→ TASK DIRECTIONS
Search the listing below for the word "coordinates", and copy every line in which it turns up.

→ EXTRACTED DATA
◇ ◇ ◇

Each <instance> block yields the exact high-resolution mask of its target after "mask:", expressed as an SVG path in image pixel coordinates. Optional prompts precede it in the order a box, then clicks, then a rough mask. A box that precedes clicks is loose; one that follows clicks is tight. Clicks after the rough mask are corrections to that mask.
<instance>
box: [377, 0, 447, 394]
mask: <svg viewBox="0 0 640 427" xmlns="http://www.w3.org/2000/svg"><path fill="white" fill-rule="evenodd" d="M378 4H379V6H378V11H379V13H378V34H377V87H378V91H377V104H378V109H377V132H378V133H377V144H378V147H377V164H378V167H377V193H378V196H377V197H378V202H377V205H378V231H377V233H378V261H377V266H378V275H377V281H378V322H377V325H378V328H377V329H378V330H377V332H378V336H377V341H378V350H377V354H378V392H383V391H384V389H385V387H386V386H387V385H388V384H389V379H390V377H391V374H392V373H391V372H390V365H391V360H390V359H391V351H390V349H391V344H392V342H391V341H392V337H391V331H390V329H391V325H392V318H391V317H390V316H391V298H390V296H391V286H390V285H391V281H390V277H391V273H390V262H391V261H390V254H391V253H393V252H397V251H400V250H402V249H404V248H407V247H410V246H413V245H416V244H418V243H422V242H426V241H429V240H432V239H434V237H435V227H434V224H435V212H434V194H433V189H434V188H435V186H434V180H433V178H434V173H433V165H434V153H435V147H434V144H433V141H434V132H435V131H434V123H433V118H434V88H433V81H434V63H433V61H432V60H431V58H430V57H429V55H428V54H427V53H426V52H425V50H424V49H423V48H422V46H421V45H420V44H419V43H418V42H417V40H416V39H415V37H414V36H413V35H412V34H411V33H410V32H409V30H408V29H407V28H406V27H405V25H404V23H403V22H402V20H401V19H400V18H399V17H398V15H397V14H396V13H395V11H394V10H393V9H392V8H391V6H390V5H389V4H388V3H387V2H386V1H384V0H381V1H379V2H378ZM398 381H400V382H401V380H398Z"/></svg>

◇ ◇ ◇

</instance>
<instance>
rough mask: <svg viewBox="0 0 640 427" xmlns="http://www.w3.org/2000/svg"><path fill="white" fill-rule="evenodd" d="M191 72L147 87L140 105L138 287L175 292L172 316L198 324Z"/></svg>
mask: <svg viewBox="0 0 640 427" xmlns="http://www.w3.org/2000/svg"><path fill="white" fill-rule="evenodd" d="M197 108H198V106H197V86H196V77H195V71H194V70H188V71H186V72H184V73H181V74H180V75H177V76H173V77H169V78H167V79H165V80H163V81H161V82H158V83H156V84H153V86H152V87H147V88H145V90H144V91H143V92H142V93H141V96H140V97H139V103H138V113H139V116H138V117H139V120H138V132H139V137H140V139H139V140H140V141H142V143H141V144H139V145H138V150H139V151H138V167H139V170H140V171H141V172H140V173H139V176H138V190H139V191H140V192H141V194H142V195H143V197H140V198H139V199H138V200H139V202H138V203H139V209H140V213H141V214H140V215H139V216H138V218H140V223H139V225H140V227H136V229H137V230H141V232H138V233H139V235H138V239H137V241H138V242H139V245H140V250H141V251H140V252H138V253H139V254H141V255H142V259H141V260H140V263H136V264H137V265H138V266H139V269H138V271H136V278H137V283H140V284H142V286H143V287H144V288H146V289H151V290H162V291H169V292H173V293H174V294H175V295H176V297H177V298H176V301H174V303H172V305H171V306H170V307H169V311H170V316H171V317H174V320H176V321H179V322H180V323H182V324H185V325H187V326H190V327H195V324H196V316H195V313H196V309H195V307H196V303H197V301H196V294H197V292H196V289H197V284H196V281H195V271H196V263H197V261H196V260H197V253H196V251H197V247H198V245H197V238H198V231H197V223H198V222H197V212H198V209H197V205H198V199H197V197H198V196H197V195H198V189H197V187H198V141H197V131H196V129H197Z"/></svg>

◇ ◇ ◇

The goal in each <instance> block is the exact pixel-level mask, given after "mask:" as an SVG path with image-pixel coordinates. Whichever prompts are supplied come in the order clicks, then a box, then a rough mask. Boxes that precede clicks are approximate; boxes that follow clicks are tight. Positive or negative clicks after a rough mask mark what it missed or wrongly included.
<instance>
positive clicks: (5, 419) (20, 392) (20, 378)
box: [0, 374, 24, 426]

◇ ◇ ◇

→ EXERCISE SOLUTION
Each <instance> block yields the exact high-resolution mask of its target after "mask:", expressed as an SVG path in image pixel coordinates. Optional prompts precede it in the order a box, then clicks, then a rough mask. A box that precedes clicks is loose; one that follows clicks is tight. Clicks after the rough mask are corrections to that mask.
The goal in each <instance> block is the exact pixel-level mask, given after "mask:" as an SVG path with image-pixel coordinates. Whichever prompts are supplied come in the order clicks, then a box, then a rough mask. Boxes that precede clicks are approximate; boxes that follow clicks are tight. Positive or negative clicks after a rough mask mark what it missed or wrongly included.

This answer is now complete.